Collected data entries
***

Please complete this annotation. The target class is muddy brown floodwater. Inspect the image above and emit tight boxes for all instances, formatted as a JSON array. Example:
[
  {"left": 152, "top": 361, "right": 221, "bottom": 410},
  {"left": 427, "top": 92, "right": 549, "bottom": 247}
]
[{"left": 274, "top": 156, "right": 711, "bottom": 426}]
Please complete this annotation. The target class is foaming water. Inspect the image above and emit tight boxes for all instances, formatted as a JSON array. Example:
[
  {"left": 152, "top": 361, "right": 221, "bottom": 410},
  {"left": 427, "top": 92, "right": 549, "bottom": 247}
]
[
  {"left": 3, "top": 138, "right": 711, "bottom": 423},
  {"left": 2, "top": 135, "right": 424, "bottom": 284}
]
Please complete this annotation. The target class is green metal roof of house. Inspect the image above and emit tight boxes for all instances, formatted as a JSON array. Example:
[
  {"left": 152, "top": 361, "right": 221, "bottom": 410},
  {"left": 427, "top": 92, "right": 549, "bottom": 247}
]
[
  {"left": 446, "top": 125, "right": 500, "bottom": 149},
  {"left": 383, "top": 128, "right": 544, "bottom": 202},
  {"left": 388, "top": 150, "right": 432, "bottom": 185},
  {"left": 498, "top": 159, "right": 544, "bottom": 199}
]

***

Write out every entry again, keeping each line exactly the same.

* RESULT:
Please complete this annotation. The target class is muddy brown floodwater. Inspect the image above and emit tight boxes for all instances, formatted as a JSON array. Example:
[
  {"left": 152, "top": 361, "right": 221, "bottom": 410},
  {"left": 427, "top": 92, "right": 549, "bottom": 247}
]
[{"left": 274, "top": 156, "right": 711, "bottom": 426}]
Please complete this annotation. The target class is foaming water. Inspect the image above and emit tight boxes for all instances, formatted as a JSON array. Example:
[
  {"left": 152, "top": 361, "right": 221, "bottom": 410},
  {"left": 427, "top": 92, "right": 549, "bottom": 247}
]
[
  {"left": 3, "top": 138, "right": 711, "bottom": 423},
  {"left": 2, "top": 135, "right": 424, "bottom": 284}
]
Please complete this annotation. The target class is green metal roof of house. Inspect the image above and emit tight boxes for all instances, formatted as a JSON array. Example:
[
  {"left": 152, "top": 361, "right": 221, "bottom": 410},
  {"left": 427, "top": 92, "right": 549, "bottom": 247}
]
[
  {"left": 446, "top": 125, "right": 500, "bottom": 149},
  {"left": 383, "top": 128, "right": 544, "bottom": 202},
  {"left": 388, "top": 150, "right": 432, "bottom": 185},
  {"left": 498, "top": 159, "right": 544, "bottom": 199}
]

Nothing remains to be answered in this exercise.